▸ Passage
-*-*-
The strategy will be implemented in stages with all elements expected to be
completed by December 31, 1997. The Company's headquarters functions, which are
currently performed in both Westwood and Charlotte, will be consolidated into a
new headquarters facility in Charlotte. The personnel headquartered in Charlotte
will include its Executive Officers, and its Finance and Accounting, Purchasing,
Marketing, and Information Systems departments. The Company will maintain its
Northeast Regional Headquarters and its professional services, customer support,
human resources departments, and certain other departments in an office in a
Boston suburb. Most of this consolidation is expected to be completed by
December 31, 1997.
 
INDUSTRY
 
     Significant technological advances have transformed the microcomputer
industry during the past ten years. Once dominated by several large
manufacturers, the market now consists of several hundred manufacturers offering
products ranging from hand-held computers to sophisticated UNIX-based
workstations. During the same period, demand for microcomputers and related
products has increased substantially, as a result of several factors, including:
(i) decreases in the prices of microcomputers, peripherals and software,
primarily as a result of intense competition among manufacturers, retailers and
resellers; (ii) improvements in microcomputer hardware performance and
development of new software applications; (iii) increased use of microcomputers
by business, government and education institutions; and (iv) the development of
industry standards and component compatibility. While the technology and level
of product sophistication continue to improve, the cost of products has
continued to decline. Over the last several years, the industry has experienced
aggressive price reductions by personal computer manufacturers which have
exerted additional pressure on the profit margins of all manufacturers and
distributors. However, the lower prices have also stimulated demand, resulting
in increased sales to both existing and first-time buyers. In addition, as user
familiarity with microcomputers has increased, demand for more sophisticated
hardware, software and related products has increased the average total purchase
price for personal computer systems.
-*-*-
▸ Given information
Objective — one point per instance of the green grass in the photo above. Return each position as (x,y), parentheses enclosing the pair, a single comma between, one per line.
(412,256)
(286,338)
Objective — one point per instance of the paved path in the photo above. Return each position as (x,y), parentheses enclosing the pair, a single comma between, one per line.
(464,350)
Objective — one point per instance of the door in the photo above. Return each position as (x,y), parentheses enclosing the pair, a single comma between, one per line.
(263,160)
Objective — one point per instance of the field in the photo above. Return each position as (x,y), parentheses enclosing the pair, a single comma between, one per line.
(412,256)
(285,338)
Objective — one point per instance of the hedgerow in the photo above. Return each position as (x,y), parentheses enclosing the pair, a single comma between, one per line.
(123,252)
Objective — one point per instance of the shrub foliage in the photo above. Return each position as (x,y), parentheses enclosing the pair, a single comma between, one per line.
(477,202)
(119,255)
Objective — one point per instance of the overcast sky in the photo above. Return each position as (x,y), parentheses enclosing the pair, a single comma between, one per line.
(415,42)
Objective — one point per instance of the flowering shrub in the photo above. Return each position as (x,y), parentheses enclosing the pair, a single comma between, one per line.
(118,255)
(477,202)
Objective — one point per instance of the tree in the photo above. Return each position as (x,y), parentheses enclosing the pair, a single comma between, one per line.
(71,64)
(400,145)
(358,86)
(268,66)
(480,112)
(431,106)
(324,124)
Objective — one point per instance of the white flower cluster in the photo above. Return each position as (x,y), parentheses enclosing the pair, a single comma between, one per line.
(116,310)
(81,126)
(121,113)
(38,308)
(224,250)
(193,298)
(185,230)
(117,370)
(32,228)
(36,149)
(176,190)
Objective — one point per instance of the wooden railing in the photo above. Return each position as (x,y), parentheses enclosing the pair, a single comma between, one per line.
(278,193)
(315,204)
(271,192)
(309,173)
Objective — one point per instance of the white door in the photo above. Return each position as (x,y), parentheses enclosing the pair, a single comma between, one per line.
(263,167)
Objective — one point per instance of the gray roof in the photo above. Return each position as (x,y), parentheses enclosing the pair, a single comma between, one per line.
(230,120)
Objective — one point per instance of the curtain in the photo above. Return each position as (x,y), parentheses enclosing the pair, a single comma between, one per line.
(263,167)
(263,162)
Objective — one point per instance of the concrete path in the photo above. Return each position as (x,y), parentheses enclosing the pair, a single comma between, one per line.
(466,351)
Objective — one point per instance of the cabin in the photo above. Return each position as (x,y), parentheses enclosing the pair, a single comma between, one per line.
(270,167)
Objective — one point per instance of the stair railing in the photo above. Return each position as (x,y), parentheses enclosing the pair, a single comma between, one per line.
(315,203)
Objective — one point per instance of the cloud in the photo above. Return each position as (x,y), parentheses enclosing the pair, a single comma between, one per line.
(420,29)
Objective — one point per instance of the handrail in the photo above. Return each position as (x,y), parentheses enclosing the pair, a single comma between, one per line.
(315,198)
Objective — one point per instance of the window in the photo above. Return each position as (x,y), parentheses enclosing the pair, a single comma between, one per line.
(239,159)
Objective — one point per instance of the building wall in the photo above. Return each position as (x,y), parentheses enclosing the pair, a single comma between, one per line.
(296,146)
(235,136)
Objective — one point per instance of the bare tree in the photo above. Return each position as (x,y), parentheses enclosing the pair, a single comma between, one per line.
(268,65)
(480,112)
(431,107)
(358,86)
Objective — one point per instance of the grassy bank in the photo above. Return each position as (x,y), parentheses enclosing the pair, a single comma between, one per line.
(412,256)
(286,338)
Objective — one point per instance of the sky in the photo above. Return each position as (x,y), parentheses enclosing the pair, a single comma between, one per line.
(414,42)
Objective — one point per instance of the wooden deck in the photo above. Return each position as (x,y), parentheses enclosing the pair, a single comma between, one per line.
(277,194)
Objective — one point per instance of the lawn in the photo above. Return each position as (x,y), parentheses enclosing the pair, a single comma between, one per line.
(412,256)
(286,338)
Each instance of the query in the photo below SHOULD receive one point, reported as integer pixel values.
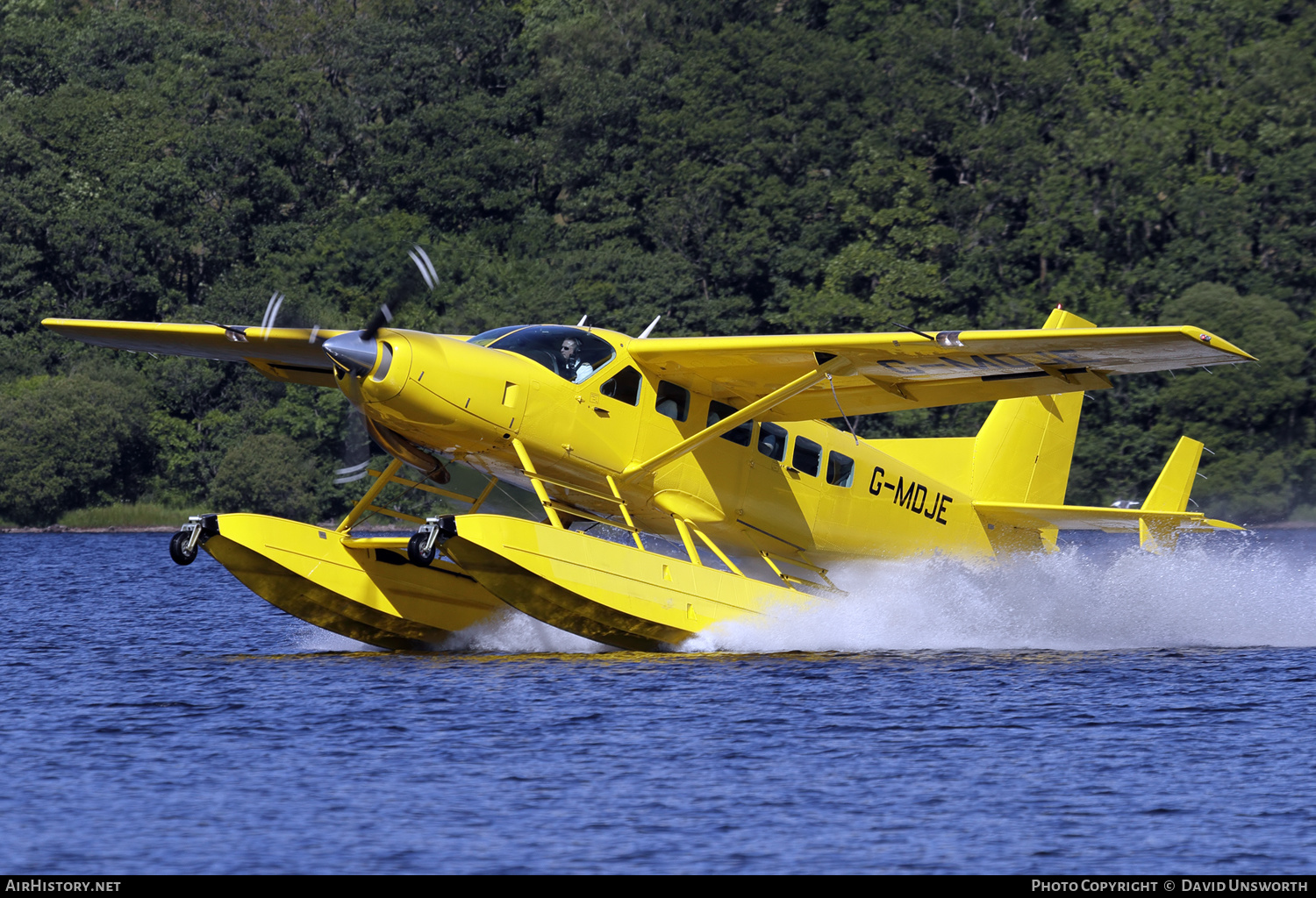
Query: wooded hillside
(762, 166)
-*-*-
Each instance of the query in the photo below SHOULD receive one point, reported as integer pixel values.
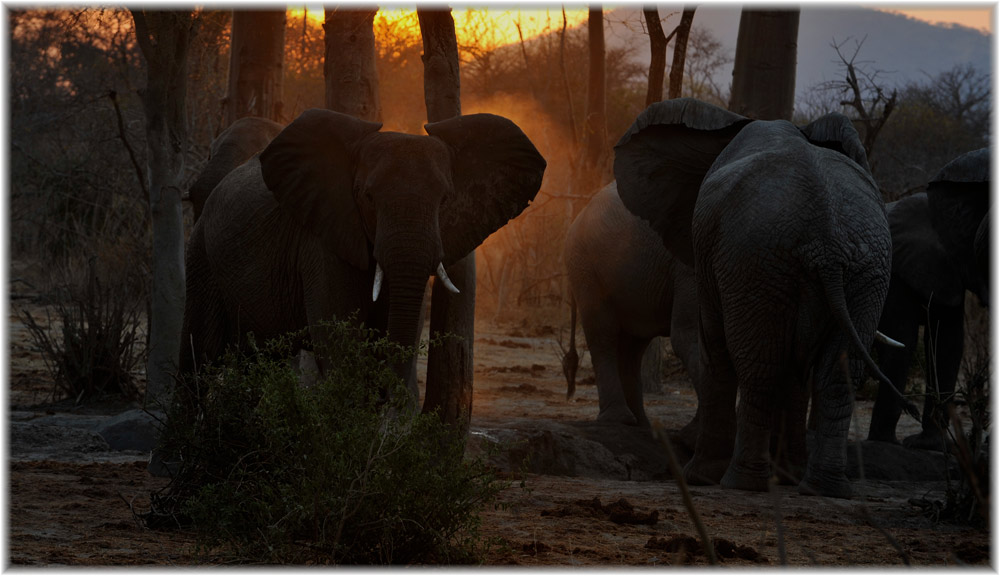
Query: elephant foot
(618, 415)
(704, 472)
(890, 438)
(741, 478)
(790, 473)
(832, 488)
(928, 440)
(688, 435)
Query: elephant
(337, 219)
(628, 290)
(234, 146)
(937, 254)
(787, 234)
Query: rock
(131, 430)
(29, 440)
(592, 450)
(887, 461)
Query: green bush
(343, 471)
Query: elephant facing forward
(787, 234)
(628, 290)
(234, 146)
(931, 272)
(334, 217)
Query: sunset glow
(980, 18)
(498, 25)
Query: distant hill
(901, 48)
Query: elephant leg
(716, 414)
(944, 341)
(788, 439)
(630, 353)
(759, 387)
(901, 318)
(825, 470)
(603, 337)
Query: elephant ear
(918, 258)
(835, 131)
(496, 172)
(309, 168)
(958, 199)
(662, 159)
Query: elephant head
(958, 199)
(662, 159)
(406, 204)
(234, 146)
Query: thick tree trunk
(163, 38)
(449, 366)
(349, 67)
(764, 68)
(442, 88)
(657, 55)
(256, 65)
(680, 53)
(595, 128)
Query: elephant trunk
-*-*-
▸ List of tasks
1 – In the passage on the company and the microcomputer industry, which departments will be headquartered in Charlotte along with the Executive Officers?
2 – Write the next few sentences of the passage on the company and the microcomputer industry, continuing from its final sentence.
The entries play no part in this work.

▸ Responses
1 – Finance and Accounting, Purchasing, Marketing, and Information Systems.

2 –
 
     As the microcomputer products industry has grown, parallel growth has
occurred in the microcomputer products distribution industry in response to
increased demand for products and the increased use of wholesale distribution
channels by manufacturers. Microcomputer products are delivered to the ultimate
consumer through a combination of distribution channels including manufacturers,
wholesale distributors, aggregators and resellers. Wholesale distributors and
aggregators sell directly to resellers. Resellers, such as the Company, sell
directly to consumers, including corporations, government entities, education
institutions, small and medium-sized businesses and individuals; integrate
computer systems; and provide technical support services.
 
     There are various categories of resellers, including retailers such as
computer superstores and office supply chains; mail-order firms; and systems
integrators. The larger computer manufacturers such as HP, Compaq and IBM,
historically, have required resellers to purchase their products from an
affiliated aggregator or designated distributors or directly from such
manufacturers. The Company purchases the majority of the products it sells,
including HP products, directly from manufacturers and purchases the balance of
such products, including Compaq, Sun and IBM, from aggregators and distributors.
 
     Another product distribution model which competes with the Company is the
"manufacturer direct" model. Dell and Gateway have been the leaders in this area
offering products via a single toll free 800 telephone number. Traditionally,
this distribution model has fulfilled a small business and individual consumer
niche. Over the past year, both companies have made great strides into the
larger business community. With commercial sales well into the billions, this
type of product fulfillment will increasingly be a competitive threat. The
Company believes, however, that many customers will continue to prefer the
face-to-face sales approach.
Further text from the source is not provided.